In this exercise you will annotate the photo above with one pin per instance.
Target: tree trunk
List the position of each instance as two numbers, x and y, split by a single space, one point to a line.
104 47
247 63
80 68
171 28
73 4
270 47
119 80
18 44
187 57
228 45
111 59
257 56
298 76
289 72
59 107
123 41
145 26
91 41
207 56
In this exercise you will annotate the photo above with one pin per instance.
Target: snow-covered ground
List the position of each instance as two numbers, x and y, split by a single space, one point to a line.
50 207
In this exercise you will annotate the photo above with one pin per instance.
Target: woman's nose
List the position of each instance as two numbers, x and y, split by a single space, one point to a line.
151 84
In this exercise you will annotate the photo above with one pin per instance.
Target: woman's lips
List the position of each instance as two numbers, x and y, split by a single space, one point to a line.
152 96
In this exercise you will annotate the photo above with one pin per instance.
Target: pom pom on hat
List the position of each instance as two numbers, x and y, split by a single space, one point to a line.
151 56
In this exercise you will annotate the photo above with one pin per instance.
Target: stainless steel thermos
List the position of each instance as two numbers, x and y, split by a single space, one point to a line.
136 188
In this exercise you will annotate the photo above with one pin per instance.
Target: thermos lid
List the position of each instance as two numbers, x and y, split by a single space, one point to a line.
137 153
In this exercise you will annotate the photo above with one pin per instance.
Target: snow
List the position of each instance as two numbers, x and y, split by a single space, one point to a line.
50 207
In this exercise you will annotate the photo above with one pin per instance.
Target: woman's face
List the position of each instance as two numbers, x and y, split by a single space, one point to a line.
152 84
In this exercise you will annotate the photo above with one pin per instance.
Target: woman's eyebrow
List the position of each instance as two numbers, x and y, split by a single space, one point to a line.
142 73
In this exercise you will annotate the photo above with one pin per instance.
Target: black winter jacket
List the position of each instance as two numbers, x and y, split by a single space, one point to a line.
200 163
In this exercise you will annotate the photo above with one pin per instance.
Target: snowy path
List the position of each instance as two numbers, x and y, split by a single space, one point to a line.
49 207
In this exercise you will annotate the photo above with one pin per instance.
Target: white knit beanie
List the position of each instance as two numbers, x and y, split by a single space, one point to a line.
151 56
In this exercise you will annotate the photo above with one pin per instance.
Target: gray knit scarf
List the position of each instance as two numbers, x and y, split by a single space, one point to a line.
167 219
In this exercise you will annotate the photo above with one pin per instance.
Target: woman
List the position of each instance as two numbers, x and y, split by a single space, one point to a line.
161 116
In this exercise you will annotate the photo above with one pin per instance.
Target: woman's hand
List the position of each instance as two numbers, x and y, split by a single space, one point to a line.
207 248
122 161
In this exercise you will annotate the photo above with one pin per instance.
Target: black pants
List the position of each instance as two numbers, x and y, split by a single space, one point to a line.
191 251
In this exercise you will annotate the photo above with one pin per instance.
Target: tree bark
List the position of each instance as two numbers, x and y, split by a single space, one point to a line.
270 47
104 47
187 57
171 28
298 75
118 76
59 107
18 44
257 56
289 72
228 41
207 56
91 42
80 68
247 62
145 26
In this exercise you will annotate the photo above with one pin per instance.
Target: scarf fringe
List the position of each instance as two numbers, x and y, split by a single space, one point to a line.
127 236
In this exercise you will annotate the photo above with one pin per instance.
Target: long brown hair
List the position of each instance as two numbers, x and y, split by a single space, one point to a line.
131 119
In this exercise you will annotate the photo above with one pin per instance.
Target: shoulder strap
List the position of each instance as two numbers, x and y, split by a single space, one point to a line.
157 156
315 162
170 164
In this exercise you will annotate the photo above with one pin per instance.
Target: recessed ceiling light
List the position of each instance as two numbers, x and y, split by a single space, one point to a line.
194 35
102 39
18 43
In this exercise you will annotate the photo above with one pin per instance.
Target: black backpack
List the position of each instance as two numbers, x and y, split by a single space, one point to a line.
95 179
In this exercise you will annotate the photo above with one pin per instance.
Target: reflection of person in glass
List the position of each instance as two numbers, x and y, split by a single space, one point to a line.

──────

Extract the entries above verbatim.

In this exercise you will annotate the photo above with one pin per instance.
Target: tree trunk
List the position of each instance as two numbers, x and y, split by a single space, one point to a line.
104 47
247 63
80 68
171 28
73 4
270 47
119 80
18 44
187 57
228 45
111 59
257 56
298 76
289 72
59 107
123 41
145 26
91 41
207 56
In this exercise you will annotate the photo above with one pin per instance.
Target: snow-covered ground
List the position of each instance as two numbers, x and y, split by a single space, one point to a line.
50 207
In this exercise you will annotate the photo above with one pin per instance.
Target: woman's nose
List the position of each instance as two numbers, x and y, split by a single space, one point to a line.
151 84
In this exercise you will annotate the photo above with one pin per instance.
Target: woman's lips
List the position of each instance as two numbers, x and y, split by a single space, one point to a line.
152 96
In this exercise you will annotate the photo above with one pin per instance.
Target: pom pom on hat
List the position of each instance as two numbers, x and y, split by a single space, one point to a line.
151 56
In this exercise you will annotate the photo above with one pin per instance.
Target: stainless steel thermos
List the position of each instance as two numbers, x and y, split by a single space, one point to a line.
136 188
In this exercise you will annotate the photo above with one pin per instance.
Target: thermos lid
List the position of each instance as two numbers, x and y, split by a single space, one point to a line.
137 153
In this exercise you will annotate the photo above with one pin per instance.
Target: snow
List the position of each instance as two numbers, x and y, split by a single space, one point to a line.
50 207
In this exercise you will annotate the photo above with one pin per instance.
Target: woman's face
List the position of each instance as two numbers, x and y, split by a single space, one point to a line.
152 84
In this exercise you will annotate the photo above with one pin per instance.
Target: woman's eyebrow
List the position of each instance as two numbers, x and y, split by a single space, one point to a line.
142 73
In this exercise you will annotate the photo above with one pin per instance.
Target: black winter jacket
List the position of each instance as two numbers, x and y, split by a single space, one point to a line.
200 163
In this exercise you will annotate the photo above with one pin per instance.
Target: snowy path
List the position of each instance as two numbers, x and y, split by a single space, one point to a line.
49 207
In this exercise you will annotate the photo above with one pin per instance.
Target: white knit beanie
List the position of each instance as two numbers, x and y, split by a single space, one point to a line.
151 56
In this exercise you will annotate the photo above with one pin per instance.
Target: gray knit scarf
List the position of each instance as two numbers, x and y, split by a single space, one point to a line.
167 219
In this exercise you will annotate the photo above with one pin per instance.
Target: woman
List the position of each instance as two numbers, x and y, split by a single space, one point to a line.
161 116
In this exercise you will annotate the photo above with one pin per instance.
Target: woman's hand
List the position of each instance as two numbers, x and y, split by a single space, one point to a line.
207 248
122 161
In this exercise you will annotate the photo above with one pin per instance.
Target: black pants
List the position of each instance as two numbers, x and y, split by a single space, one point to a line.
191 251
In this exercise you will annotate the photo above with one pin per instance.
Target: tree bark
List the position of each instance as two numbers, x and y, split by a single space, one point to a line.
270 47
104 47
187 57
171 28
298 75
118 76
59 107
18 44
257 56
289 72
228 41
207 56
91 42
80 68
247 62
145 26
In this exercise you will annotate the photo above with one pin per instance.
Target: scarf fringe
List the position of each instance as two numbers, x and y, split by a single space, one point to a line.
127 236
In this exercise you will annotate the photo above with one pin per instance.
Target: long brown hair
List the position of each instance as two numbers, x and y, split by a single space, one point to a line.
131 119
In this exercise you will annotate the photo above with one pin per instance.
Target: shoulder strap
List the position of each instance as two numbers, x and y, split by a single space, one point to a line.
157 156
315 162
170 164
In this exercise you will annotate the photo above with one pin per instance.
Target: recessed ceiling light
List the position of each instance as two numbers, x and y, split by a single space, one point to a line.
194 35
102 39
18 43
In this exercise you will annotate the photo above with one pin per instance.
Target: black backpack
List the position of each instance as two numbers, x and y, split by a single space, one point to a line.
95 179
In this exercise you will annotate the photo above with one pin per instance.
Target: reflection of person in glass
List the position of each instance as two numbers, x and y, split by a single space, one point to a line.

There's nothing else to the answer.